(Object position labeling records)
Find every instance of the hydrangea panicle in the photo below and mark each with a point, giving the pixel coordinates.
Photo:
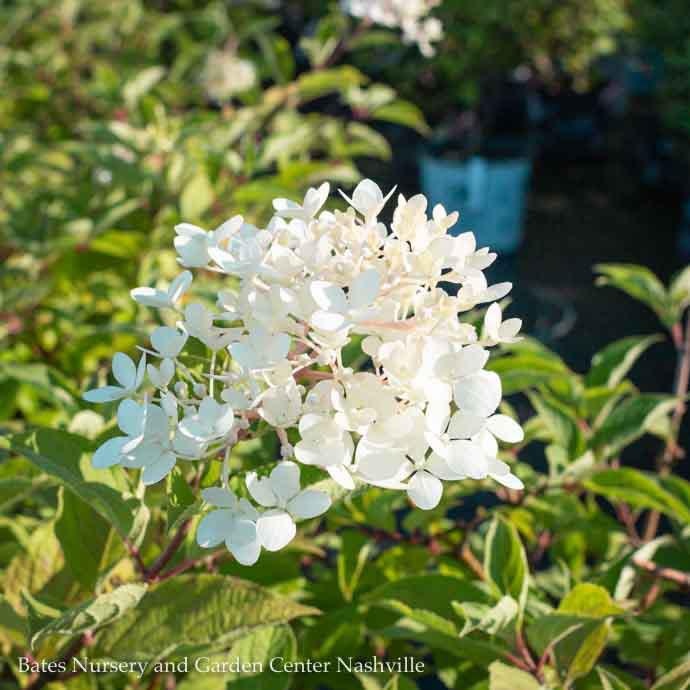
(424, 413)
(408, 15)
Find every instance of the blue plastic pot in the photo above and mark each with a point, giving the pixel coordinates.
(489, 194)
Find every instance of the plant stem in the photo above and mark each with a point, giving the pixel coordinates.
(152, 573)
(682, 379)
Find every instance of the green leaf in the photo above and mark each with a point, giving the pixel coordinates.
(351, 561)
(609, 681)
(91, 615)
(31, 570)
(488, 619)
(141, 84)
(84, 536)
(197, 196)
(195, 611)
(641, 284)
(612, 364)
(319, 83)
(628, 421)
(431, 592)
(504, 677)
(402, 113)
(66, 457)
(578, 631)
(589, 600)
(182, 503)
(640, 490)
(505, 561)
(561, 424)
(259, 647)
(522, 371)
(679, 289)
(676, 679)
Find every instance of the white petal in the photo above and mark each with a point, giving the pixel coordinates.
(364, 288)
(440, 468)
(510, 328)
(105, 394)
(109, 453)
(465, 425)
(243, 542)
(159, 469)
(478, 394)
(327, 321)
(308, 504)
(492, 320)
(505, 428)
(275, 529)
(378, 463)
(341, 476)
(467, 458)
(284, 480)
(328, 296)
(223, 498)
(168, 341)
(425, 490)
(214, 528)
(437, 414)
(131, 417)
(179, 286)
(260, 490)
(470, 360)
(124, 371)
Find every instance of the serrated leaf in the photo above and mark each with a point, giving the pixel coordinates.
(504, 677)
(31, 570)
(319, 83)
(640, 490)
(488, 619)
(195, 611)
(91, 615)
(196, 197)
(259, 647)
(628, 421)
(641, 284)
(609, 681)
(577, 631)
(505, 561)
(432, 592)
(612, 364)
(84, 537)
(561, 424)
(141, 84)
(524, 371)
(65, 456)
(679, 289)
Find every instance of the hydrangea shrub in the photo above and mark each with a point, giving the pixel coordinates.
(293, 296)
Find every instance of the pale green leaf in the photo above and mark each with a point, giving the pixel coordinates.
(199, 611)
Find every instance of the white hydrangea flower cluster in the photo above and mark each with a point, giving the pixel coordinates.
(424, 413)
(409, 15)
(225, 74)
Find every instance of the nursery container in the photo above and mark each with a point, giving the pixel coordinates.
(489, 193)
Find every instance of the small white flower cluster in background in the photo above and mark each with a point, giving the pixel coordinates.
(225, 74)
(409, 15)
(297, 291)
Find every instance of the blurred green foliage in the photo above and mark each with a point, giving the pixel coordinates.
(107, 140)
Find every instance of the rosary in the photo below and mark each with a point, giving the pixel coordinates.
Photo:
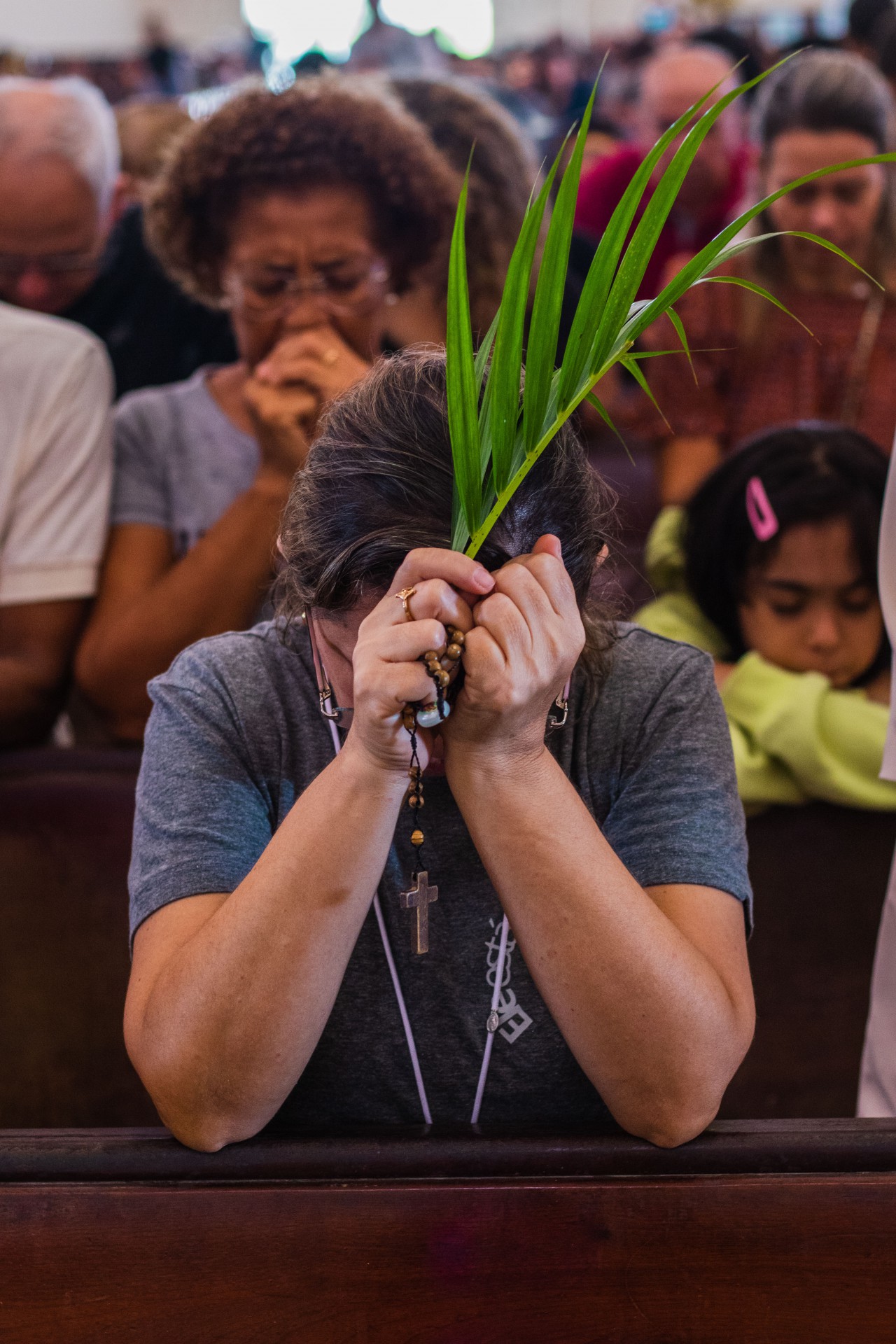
(440, 667)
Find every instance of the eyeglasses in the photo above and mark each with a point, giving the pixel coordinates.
(13, 265)
(343, 289)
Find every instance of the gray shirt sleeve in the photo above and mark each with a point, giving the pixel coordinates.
(678, 816)
(141, 492)
(203, 818)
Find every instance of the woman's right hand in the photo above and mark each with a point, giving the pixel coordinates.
(387, 672)
(281, 416)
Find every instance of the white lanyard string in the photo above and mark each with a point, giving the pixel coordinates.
(397, 986)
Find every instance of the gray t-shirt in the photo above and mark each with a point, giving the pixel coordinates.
(235, 737)
(181, 463)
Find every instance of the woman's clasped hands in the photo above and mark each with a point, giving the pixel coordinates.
(524, 636)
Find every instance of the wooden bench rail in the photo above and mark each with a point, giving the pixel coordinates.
(729, 1148)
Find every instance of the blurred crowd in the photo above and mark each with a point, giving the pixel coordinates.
(198, 257)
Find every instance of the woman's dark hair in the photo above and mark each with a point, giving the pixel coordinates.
(503, 172)
(827, 90)
(323, 132)
(378, 483)
(811, 473)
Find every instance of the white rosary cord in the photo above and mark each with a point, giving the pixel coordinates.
(492, 1023)
(397, 986)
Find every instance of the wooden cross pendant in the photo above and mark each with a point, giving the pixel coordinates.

- _Work required_: Can you rewrite everything from the line containing "Find every instance of the white rosary" down to the end of the records, requests included, with every coordinate in the answers offset by 28?

- _Exercise output_:
Find every instance of the white rosary cord in the photo above and mark each with a point, giving the pixel coordinates.
(520, 1051)
(425, 1014)
Find every instance of the wooden cross pendant in the photo above and mark each with a point, giving the pixel coordinates.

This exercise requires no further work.